▸ EXTRACT

Joe Biden slumps in polls as inflation bites
More than half of Americans think the US is already at war with Russia or will be within a year, as Joe Biden’s approval rating hits a fresh low.
More than half of Americans think the US is already at war with Russia or will be within a year, according to a new poll that finds Joe Biden hasn’t benefited from any bounce in his approval rating since Russia’s invasion of Ukraine began over a month ago.
Despite weeks of international attention on the President as he co-ordinated global sanctions on Russia, Mr Biden’s approval rating sank to 40 per cent, the lowest level yet according to the NBC poll, while his disapproval rating increased to 55 per cent, similarly the highest yet recorded for him.
In a poll that will concern Democrat strategists in the lead up to a critical midterm elections in November, more than 70 per cent of Americans had “very little” or “just some” confident in Mr Biden’s ability to manage the crisis.
Any hopes of a ‘rally around the flag’ effect from US leadership of efforts to punish Russia – as George W Bush enjoyed after invading Iraq, for instance – to help offset growing concern among voters about cost of living, appear to be dashed for now.

▸ REQUIREMENT 1
Repeat part of the Biden poll article word for word, starting with "Despite weeks of" and going on through "manage the crisis.".
▸ REQUIREMENT 2
According to the NBC poll described in the Biden poll article, what was Joe Biden's approval rating?
The records are a separate set of material with no connection to the Biden poll article.

Excerpts from a dataset:

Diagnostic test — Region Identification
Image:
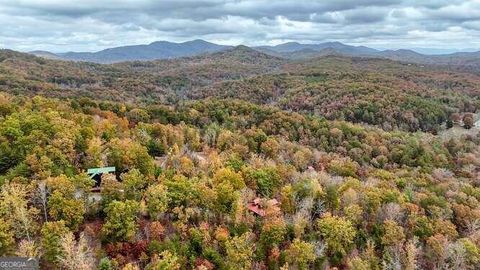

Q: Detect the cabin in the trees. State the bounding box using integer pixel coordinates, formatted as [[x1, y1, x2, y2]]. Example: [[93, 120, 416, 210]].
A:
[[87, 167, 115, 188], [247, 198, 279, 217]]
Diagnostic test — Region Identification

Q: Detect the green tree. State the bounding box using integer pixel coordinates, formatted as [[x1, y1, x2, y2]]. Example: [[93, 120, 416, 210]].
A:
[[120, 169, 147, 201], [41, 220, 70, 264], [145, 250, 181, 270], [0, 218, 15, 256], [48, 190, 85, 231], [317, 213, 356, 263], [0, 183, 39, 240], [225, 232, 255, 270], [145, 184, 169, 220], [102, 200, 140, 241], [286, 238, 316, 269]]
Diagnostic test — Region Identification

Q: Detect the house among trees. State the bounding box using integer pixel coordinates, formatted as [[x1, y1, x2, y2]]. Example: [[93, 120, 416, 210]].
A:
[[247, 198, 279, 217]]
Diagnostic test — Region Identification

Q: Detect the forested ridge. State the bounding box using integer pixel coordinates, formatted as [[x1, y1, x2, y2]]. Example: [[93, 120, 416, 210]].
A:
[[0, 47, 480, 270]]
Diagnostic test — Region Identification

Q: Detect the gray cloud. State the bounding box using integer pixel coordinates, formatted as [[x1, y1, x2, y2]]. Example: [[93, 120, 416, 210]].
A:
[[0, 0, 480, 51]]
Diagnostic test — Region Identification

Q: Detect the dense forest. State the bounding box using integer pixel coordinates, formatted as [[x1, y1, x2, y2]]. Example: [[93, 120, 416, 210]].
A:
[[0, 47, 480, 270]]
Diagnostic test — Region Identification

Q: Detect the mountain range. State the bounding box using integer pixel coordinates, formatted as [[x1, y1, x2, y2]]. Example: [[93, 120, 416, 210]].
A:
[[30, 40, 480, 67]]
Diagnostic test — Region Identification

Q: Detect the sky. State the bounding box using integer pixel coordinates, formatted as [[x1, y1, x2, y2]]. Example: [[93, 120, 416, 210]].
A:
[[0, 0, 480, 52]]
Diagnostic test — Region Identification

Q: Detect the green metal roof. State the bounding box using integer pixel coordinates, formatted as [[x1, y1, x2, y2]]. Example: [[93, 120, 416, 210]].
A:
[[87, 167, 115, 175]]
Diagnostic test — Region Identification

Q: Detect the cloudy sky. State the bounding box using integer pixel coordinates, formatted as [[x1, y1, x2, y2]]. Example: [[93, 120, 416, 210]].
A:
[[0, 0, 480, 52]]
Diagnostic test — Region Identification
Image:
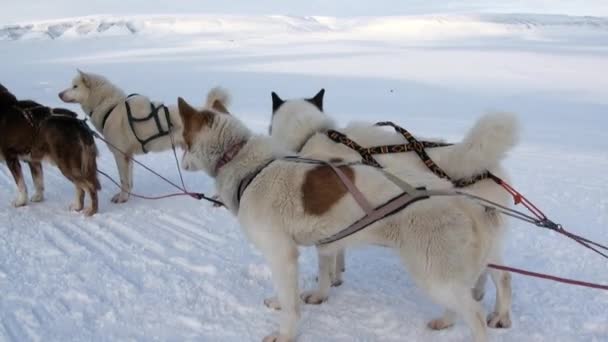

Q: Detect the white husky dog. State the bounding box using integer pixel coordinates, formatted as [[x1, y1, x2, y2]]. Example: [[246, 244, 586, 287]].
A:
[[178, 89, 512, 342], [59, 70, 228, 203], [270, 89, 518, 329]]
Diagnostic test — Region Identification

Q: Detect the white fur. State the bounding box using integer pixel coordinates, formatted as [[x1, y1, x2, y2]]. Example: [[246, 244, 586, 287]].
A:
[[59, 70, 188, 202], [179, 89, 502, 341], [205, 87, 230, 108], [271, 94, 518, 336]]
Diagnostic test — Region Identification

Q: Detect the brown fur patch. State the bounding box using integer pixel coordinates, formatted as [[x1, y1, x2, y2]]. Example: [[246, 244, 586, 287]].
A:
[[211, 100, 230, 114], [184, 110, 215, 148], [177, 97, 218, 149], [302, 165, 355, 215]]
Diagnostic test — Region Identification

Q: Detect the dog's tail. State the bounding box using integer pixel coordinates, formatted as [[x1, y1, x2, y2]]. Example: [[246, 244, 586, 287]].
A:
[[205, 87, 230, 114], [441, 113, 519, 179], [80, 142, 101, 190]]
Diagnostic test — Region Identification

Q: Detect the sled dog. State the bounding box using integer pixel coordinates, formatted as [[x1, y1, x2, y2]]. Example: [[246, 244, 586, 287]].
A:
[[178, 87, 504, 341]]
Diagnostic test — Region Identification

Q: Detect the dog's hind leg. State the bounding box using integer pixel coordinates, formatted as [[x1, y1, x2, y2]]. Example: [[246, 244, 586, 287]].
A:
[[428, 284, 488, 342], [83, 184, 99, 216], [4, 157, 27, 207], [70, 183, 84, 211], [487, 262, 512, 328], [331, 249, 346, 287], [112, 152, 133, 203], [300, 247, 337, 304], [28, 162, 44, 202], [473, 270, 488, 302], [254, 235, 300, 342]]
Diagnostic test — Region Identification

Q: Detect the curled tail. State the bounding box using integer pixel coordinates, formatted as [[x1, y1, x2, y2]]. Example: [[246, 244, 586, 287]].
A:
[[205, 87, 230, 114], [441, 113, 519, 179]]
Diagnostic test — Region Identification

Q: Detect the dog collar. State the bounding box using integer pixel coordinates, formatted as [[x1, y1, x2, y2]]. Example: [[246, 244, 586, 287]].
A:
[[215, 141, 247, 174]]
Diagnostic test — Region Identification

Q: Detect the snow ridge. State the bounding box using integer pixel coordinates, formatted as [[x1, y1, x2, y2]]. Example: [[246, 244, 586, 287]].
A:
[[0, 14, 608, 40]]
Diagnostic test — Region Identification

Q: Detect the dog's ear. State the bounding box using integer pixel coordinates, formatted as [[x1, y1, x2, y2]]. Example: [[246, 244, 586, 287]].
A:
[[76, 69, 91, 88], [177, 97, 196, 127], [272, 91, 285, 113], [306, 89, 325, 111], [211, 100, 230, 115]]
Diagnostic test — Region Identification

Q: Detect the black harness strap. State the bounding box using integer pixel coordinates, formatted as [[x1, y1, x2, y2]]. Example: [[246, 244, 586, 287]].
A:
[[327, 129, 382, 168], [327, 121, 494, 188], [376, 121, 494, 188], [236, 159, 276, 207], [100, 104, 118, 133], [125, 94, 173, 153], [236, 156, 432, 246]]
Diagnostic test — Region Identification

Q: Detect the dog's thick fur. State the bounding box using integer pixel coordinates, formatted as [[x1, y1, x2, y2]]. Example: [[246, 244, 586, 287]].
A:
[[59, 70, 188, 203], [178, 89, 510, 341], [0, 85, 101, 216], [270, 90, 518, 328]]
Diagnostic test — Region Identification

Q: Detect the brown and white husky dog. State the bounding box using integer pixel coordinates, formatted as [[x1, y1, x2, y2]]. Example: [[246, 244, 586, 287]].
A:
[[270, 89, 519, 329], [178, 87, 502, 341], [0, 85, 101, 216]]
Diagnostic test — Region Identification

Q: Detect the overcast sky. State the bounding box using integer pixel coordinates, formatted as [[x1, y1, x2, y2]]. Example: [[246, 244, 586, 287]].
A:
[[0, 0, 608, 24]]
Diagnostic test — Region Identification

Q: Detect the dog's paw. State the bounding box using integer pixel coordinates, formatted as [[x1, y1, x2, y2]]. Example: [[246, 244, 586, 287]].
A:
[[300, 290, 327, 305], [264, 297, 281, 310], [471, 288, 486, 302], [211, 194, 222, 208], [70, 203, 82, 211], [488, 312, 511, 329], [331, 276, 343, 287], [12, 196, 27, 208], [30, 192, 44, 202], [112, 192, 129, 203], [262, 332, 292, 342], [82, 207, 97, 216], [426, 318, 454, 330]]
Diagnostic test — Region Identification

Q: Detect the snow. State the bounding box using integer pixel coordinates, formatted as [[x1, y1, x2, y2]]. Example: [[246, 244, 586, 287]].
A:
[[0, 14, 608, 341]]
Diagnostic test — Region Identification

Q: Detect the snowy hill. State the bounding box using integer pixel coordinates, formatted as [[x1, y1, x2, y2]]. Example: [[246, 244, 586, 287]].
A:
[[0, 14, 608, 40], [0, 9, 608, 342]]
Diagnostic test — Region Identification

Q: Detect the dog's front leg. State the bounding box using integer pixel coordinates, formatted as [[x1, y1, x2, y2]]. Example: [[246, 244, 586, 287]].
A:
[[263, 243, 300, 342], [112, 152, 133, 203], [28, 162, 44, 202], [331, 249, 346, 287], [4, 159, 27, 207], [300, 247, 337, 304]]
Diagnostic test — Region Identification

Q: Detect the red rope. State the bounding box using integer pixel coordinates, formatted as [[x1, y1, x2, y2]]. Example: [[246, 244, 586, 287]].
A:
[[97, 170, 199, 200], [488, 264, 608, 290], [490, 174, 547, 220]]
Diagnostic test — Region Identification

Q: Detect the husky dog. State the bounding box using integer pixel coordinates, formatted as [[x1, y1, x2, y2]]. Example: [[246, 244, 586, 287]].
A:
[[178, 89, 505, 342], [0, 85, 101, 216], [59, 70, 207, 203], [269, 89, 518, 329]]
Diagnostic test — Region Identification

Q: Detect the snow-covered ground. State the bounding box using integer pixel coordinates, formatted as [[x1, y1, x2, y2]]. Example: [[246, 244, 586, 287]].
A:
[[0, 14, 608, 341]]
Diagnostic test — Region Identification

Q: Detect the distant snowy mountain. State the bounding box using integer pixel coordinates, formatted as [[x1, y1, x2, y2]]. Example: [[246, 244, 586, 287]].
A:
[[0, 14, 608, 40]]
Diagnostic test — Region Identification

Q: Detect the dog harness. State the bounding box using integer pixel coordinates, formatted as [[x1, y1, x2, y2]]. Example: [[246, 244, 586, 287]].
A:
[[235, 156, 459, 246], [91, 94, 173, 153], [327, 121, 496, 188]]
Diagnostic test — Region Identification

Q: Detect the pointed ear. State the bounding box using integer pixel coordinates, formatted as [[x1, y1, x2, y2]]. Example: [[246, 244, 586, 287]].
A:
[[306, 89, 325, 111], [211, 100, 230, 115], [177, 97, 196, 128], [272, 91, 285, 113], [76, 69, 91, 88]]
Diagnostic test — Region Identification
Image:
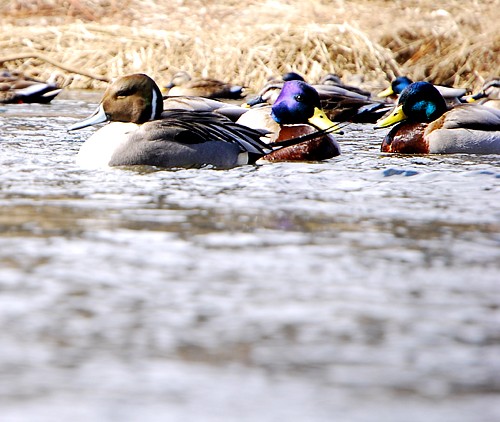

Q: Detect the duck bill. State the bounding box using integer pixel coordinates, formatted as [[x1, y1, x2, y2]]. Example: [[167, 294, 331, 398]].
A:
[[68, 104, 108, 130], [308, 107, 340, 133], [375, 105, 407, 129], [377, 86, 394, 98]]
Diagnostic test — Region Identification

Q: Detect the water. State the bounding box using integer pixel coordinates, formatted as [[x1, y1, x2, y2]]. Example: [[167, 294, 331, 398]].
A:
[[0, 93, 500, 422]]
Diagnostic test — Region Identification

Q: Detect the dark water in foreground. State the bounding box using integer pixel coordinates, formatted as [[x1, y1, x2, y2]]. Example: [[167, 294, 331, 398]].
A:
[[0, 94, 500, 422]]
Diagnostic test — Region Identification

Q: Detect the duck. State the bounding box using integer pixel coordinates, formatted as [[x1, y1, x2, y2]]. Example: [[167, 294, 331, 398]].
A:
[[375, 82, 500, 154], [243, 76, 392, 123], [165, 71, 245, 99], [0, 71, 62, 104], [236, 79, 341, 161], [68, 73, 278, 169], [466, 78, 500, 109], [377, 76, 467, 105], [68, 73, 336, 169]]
---
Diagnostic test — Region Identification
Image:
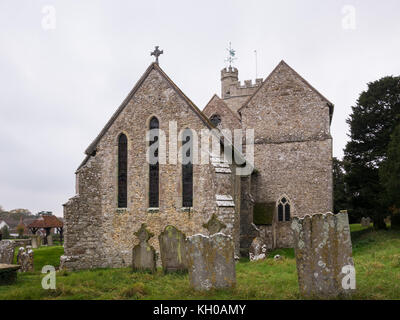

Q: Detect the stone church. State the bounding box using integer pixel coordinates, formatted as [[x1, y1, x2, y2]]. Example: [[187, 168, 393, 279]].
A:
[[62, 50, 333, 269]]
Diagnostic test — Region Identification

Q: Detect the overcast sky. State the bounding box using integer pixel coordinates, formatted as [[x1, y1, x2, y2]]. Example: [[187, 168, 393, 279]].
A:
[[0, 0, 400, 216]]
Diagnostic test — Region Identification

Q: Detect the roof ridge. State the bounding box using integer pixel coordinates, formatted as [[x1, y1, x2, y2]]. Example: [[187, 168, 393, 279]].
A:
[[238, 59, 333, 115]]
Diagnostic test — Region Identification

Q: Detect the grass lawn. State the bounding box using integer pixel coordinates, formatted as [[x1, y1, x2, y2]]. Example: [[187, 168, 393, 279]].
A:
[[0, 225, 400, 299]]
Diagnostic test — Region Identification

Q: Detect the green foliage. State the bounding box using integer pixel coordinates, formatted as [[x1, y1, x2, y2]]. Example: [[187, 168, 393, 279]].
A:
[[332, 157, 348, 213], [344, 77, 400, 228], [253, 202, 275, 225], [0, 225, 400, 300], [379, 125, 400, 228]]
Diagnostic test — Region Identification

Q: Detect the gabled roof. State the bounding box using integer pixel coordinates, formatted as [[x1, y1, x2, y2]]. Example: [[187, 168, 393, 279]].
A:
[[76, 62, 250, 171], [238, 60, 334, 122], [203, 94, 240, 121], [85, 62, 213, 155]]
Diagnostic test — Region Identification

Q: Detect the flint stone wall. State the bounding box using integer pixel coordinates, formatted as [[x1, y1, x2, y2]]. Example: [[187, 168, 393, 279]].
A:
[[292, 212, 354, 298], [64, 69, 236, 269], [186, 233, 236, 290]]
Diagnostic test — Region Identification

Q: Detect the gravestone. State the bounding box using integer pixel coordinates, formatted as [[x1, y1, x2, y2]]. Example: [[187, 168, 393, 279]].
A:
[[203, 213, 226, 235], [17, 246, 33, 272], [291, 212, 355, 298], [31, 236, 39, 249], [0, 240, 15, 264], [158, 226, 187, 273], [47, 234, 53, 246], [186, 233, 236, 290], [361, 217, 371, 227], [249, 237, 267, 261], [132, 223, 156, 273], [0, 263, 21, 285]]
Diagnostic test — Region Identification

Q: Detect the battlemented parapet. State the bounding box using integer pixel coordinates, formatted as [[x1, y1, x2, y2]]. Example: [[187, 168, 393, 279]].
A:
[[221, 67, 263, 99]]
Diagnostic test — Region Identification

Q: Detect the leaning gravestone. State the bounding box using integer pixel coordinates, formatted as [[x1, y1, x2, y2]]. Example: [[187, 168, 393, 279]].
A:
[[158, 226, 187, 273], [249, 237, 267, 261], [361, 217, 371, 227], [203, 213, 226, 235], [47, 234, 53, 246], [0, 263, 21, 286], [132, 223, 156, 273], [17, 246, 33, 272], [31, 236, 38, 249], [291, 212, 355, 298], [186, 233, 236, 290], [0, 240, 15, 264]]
---
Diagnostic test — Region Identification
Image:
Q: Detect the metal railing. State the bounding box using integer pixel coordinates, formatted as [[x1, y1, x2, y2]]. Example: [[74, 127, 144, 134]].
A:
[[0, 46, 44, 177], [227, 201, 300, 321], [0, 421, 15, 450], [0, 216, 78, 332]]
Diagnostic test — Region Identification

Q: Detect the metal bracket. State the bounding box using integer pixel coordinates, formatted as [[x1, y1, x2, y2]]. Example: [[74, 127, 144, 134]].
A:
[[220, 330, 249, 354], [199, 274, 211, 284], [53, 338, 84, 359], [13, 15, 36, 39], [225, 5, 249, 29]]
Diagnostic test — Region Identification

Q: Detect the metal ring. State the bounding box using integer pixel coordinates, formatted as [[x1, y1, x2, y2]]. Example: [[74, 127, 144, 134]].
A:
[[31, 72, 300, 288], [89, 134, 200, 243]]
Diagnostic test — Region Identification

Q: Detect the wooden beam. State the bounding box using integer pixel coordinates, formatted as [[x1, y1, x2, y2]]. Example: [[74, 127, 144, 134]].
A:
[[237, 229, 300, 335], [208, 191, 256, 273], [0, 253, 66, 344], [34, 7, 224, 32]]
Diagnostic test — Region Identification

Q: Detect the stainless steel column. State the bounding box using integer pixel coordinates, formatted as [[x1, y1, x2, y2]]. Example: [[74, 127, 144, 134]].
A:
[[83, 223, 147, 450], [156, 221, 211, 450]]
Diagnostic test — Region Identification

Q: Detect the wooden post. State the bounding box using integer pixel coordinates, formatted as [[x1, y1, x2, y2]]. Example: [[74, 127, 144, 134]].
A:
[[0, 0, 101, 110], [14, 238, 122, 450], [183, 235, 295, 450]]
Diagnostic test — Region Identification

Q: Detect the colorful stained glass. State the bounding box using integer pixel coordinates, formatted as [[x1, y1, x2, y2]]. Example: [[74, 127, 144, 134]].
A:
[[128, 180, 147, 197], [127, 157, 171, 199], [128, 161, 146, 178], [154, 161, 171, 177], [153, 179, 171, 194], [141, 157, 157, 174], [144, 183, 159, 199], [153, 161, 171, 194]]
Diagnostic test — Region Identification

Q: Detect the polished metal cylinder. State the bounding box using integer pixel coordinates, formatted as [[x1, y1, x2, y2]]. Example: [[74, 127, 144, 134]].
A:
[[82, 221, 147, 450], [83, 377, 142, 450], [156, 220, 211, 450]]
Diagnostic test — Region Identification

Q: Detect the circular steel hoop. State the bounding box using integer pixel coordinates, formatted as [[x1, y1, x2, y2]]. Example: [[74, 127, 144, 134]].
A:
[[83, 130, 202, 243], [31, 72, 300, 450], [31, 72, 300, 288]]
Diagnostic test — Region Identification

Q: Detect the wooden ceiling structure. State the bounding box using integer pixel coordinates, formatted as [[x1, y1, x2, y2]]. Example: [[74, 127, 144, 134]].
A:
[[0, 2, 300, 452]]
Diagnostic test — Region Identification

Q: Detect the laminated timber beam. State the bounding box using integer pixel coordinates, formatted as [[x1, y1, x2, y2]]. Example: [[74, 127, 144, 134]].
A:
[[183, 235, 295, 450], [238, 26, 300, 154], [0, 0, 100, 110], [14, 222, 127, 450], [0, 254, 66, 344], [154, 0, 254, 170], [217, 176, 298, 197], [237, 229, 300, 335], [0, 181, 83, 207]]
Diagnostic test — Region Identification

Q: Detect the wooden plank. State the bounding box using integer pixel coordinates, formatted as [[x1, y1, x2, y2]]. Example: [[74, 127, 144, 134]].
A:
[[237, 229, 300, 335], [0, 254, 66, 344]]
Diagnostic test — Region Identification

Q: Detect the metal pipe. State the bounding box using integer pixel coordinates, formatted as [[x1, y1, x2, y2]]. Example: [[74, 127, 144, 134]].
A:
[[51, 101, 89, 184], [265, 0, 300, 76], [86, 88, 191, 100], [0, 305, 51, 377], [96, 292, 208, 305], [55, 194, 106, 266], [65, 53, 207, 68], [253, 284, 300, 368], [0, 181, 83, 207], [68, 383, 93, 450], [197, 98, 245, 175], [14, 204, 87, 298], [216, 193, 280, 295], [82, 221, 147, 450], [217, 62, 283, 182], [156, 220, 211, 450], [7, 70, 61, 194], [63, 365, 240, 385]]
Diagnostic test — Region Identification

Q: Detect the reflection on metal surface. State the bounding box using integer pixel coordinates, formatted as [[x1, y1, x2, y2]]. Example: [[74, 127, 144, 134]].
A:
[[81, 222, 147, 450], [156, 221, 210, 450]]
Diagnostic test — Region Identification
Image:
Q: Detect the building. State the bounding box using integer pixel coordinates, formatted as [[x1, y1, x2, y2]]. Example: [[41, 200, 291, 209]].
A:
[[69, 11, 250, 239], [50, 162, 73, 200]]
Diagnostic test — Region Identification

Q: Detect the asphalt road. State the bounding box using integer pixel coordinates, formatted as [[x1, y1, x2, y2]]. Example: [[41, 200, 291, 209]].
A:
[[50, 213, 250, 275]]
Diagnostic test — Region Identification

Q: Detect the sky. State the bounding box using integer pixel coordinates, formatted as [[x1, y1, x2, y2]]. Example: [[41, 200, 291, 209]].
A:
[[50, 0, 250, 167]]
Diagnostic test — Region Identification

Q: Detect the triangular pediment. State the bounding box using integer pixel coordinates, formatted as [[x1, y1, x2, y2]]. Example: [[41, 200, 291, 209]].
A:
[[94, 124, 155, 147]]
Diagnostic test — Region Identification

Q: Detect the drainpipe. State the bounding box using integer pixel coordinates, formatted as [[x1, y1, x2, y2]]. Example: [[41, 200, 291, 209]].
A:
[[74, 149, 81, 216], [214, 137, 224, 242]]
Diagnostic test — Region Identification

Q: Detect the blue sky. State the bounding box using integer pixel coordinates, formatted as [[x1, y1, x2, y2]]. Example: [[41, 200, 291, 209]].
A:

▸ EXPECTED OUTPUT 1
Despite weeks of international attention on the President as he co-ordinated global sanctions on Russia, Mr Biden’s approval rating sank to 40 per cent, the lowest level yet according to the NBC poll, while his disapproval rating increased to 55 per cent, similarly the highest yet recorded for him.
In a poll that will concern Democrat strategists in the lead up to a critical midterm elections in November, more than 70 per cent of Americans had “very little” or “just some” confident in Mr Biden’s ability to manage the crisis.

▸ EXPECTED OUTPUT 2
40 percent